*I requested the opportunity to read Little Bandaged Days via Netgalley. The decision to read was my own and this review forms my honest opinion.
A mother moves to Geneva with her husband and their two young children. In their beautiful new rented apartment, surrounded by their rented furniture, and several Swiss instructions to maintain quiet, she finds herself totally isolated. Her husband’s job means he is almost never present, and her entire world is caring for her children – making sure they are happy, and fed and comfortable, and that they can be seen as the happy, well-fed, comfortable family they should be. Everything is perfect.
But, of course, it’s not. The isolation, the sleeplessness, the demands of two people under two, are getting to Erika. She has never been so alone, and once the children are asleep, there are just too many hours to fill until morning . . .
Kyra Wilder’s Little Bandaged Days is a beautifully written, painfully claustrophobic story about a woman’s descent into madness. Unpredictable, frighteningly compelling and brutally honest, it grapples with the harsh conditions of motherhood and this mother’s own identity, and as the novel continues, we begin to wonder just what exactly Erika might be driven to do.
Being a mother wasn’t something I ever yearned for. But once I got engaged to my husband it became clear that motherhood was the expected Next Step, and despite a lifetime of being, quite honestly, pretty indifferent towards having children I found myself swept along with the perfect fantasy that was having a baby.
The reality was a shock. I grappled with my loss of identity, the lack of love I felt for my little boy and the way I felt fundamentally stripped of everything I thought I was and could be.
I was diagnosed with postnatal depression within three months of my son’s birth.
Little Bandaged Days by Kyra Wilder is a book I wish I had read beforehand. Please don’t get me wrong, I love my children and I wouldn’t swap them now – but I wish I had been more prepared for the harsh realities of having children. I had no point of reference save the older generation who only, with the benefit of several decades of hindsight, saw the beauty of it.
There is tons of stuff out there that shines a light on motherhood. But so much of it seems to be laced with humour, which certainly has its place, especially when sometimes you’re not sure whether to laugh or cry, but at times it can feel as if it can trivialise the daily struggle.

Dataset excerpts
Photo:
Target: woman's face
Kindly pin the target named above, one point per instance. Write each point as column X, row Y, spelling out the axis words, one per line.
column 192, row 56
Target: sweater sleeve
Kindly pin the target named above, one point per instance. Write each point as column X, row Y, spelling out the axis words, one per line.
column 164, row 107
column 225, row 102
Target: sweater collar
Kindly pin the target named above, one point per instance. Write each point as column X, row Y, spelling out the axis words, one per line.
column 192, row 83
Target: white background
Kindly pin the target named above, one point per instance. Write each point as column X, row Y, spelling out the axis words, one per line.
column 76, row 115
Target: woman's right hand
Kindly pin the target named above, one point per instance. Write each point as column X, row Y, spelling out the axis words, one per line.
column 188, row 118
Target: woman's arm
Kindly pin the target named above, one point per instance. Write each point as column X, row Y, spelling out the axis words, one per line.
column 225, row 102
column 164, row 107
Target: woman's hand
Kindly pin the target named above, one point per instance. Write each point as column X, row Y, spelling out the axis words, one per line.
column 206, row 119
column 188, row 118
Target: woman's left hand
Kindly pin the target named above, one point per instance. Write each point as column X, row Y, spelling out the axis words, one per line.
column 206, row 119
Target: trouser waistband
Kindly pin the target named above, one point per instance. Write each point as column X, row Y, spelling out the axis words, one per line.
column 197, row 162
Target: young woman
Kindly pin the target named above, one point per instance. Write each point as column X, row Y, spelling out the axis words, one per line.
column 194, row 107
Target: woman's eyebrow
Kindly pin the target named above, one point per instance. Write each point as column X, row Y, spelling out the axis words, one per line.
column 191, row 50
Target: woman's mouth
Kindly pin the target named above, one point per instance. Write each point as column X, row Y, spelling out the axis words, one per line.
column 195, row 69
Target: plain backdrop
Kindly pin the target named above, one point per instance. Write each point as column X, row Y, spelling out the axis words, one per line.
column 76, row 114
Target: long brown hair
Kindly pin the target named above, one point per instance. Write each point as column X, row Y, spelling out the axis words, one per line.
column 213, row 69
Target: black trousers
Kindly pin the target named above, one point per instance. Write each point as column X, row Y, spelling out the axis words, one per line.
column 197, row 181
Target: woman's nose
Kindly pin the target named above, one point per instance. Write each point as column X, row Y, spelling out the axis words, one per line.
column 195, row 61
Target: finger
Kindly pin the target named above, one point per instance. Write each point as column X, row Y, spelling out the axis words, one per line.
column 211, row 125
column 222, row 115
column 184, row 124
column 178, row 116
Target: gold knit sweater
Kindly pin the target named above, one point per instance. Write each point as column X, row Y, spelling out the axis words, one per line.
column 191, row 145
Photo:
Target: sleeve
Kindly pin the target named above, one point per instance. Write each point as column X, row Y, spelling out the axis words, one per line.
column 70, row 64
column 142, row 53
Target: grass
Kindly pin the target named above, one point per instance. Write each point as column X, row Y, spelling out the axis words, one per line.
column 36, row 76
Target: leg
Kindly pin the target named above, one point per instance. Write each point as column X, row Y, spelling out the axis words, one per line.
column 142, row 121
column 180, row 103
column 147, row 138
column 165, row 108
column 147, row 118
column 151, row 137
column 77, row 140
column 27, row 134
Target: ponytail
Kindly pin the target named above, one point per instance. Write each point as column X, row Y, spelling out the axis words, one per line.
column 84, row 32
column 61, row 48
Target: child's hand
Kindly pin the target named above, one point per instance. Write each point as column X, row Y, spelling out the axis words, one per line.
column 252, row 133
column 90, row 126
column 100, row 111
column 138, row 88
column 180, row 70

Prompt 1
Summarize the review of Little Bandaged Days in two sentences.
Prompt 2
Write the next part of the review of Little Bandaged Days, beginning after its final sentence.

Reply 1
The review of Little Bandaged Days presents Kyra Wilder's novel, in which Erika grows isolated and sleepless caring for two children under two in a rented Geneva apartment while her husband is almost never present, as a beautifully written, painfully claustrophobic story of a woman's descent into madness. Drawing on postnatal depression diagnosed within three months of the birth of a son, the reviewer wishes to have read the book beforehand to be better prepared for the harsh realities of having children.

Reply 2
I was much like Erika, the mother in the novel. Miles away from my family, friends and any sort of support system – I was isolated. My saviour was my husband. He worked long hours, but he was there when I needed him. A support that Erika doesn’t have.
A character-driven story, Little Bandaged Days is not an easy read. It’s incredibly claustrophobic and dizzyingly disorienting. At times it was as if the author had plucked buried emotions from within me and placed them within her character. I often feel empathy for characters and I’m often moved to tears, but this was on another level. I found the descriptions so vivid and the emotions conveyed to be so raw, that I was there, transported and in the moment with her.
I feel like this review is less about the novel and more about me – but to me, this novel was personal and I’ve had trouble disentangling my own emotions from those of the character; somewhere during reading they kind of mashed together. But, this speaks loudly for the authenticity of the character’s experience, and also for the power of the author’s writing in being able to so genuinely convey these emotions.
It was these emotions and the increasing randomness of thought as Erika descends into madness that create an overwhelming tension that left me holding my breath in anticipation for something terrible to happen. Her unreliability as a narrator only serves to ramp up the tension further as I was left to desperately sift through the chaotic prose for a hint of what was real. It is an uncomfortably close first person narration and it is unapologetic in the way in which gaping holes are left for the imagination of the reader to fill. For this reason, I can imagine it will be a Marmite kind of book. But for me, the often leaping prose serves to perfectly demonstrate the fraying ends of sanity.
I’ve seen so many reviews around on Twitter for this novel, but as is my own personal blogging rule – I never read a review of a book I’m due to read myself. Once this is live, I’ll be reading reviews, as I’m interested to see if my strong connection to this book is due to my own experience, or whether it chimes with other women and mothers; I’m especially keen to see how this translates to those who are yet to/cannot have/choose not to have children.
There is a stigma, as there is with all mental health issues, but as you open up and talk to other women, it’s incredible to note just how many women have gone through it. Fear and shame silence too many women and it is only by talking about these things that they become normalised.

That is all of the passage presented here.